Chambers conceded Cisco was sluggish to respond to competition after it “tripped”, but argued the headcount reduction and operational simplification program now in its 150th day would deliver improvements. 

“We were fat,” said Chambers. “I mean, we had an extra four or five inches around the waist line. Not one, but four or five. And that slowed decision making down and we got away from the basics.” 

HP’s lower-priced networking gear had caused Cisco trouble initially, Chambers admitted, but the computing giant’s overall strategy was now “really hurting them".

Chambers took the opportunity to counter HP’s claim that its UCS computing equipment would fail. 

“This was also the company that said we [Cisco] would never stay in the UCS business, that we would have to sell these on a foreign planet. Well, we’re selling a lot of them on a foreign planet,” said Chambers. 

Video would become the cornerstone of Cisco's strategy to drive demand for its networking kit. "I'm going to go out on a limb here and be very direct. I think video will be the platform for all communications in IT." 

Chambers defended Cisco's acquisition of the Flip video consumer business, which it shuttered in April ahead of its 6500 headcount reduction. 

“We missed on Flip. I was surprised, the market was surprised that we missed one. We’re always going to miss, at least a third of our bets.

"But by the way, as the CEO, if you’re going to miss one, you want to miss $500 million not $3.3 billion,” he said, referring to Cisco's earlier (more successful) acquisition of Tandberg. 

“There is only one other company [that] acquires well and that’s Oracle.”

* DATA PROVIDED:
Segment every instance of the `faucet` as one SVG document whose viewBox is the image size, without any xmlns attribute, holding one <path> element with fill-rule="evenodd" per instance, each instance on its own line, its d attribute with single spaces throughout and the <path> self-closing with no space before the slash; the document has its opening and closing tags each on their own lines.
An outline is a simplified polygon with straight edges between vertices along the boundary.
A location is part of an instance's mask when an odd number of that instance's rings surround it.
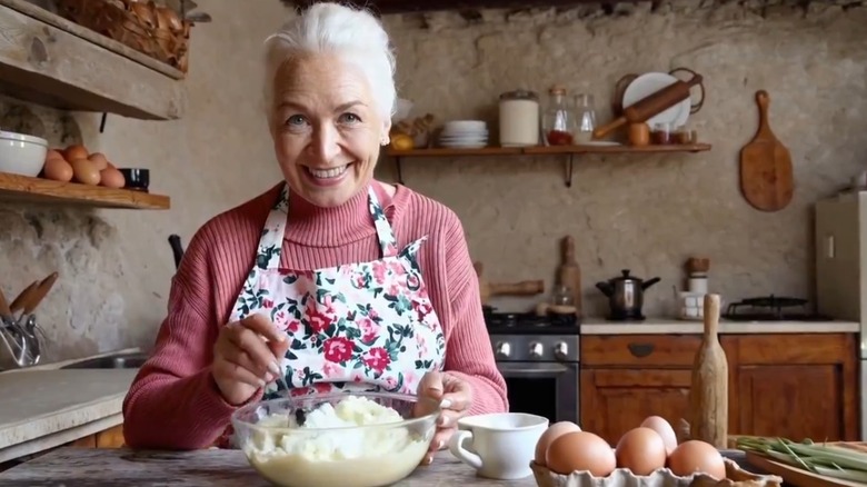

* AIM: Quote everything in the Cisco piece above from "Video would become" down to "acquisition of Tandberg.".

* EXERCISE RESULT:
Video would become the cornerstone of Cisco's strategy to drive demand for its networking kit. "I'm going to go out on a limb here and be very direct. I think video will be the platform for all communications in IT." 

Chambers defended Cisco's acquisition of the Flip video consumer business, which it shuttered in April ahead of its 6500 headcount reduction. 

“We missed on Flip. I was surprised, the market was surprised that we missed one. We’re always going to miss, at least a third of our bets.

"But by the way, as the CEO, if you’re going to miss one, you want to miss $500 million not $3.3 billion,” he said, referring to Cisco's earlier (more successful) acquisition of Tandberg.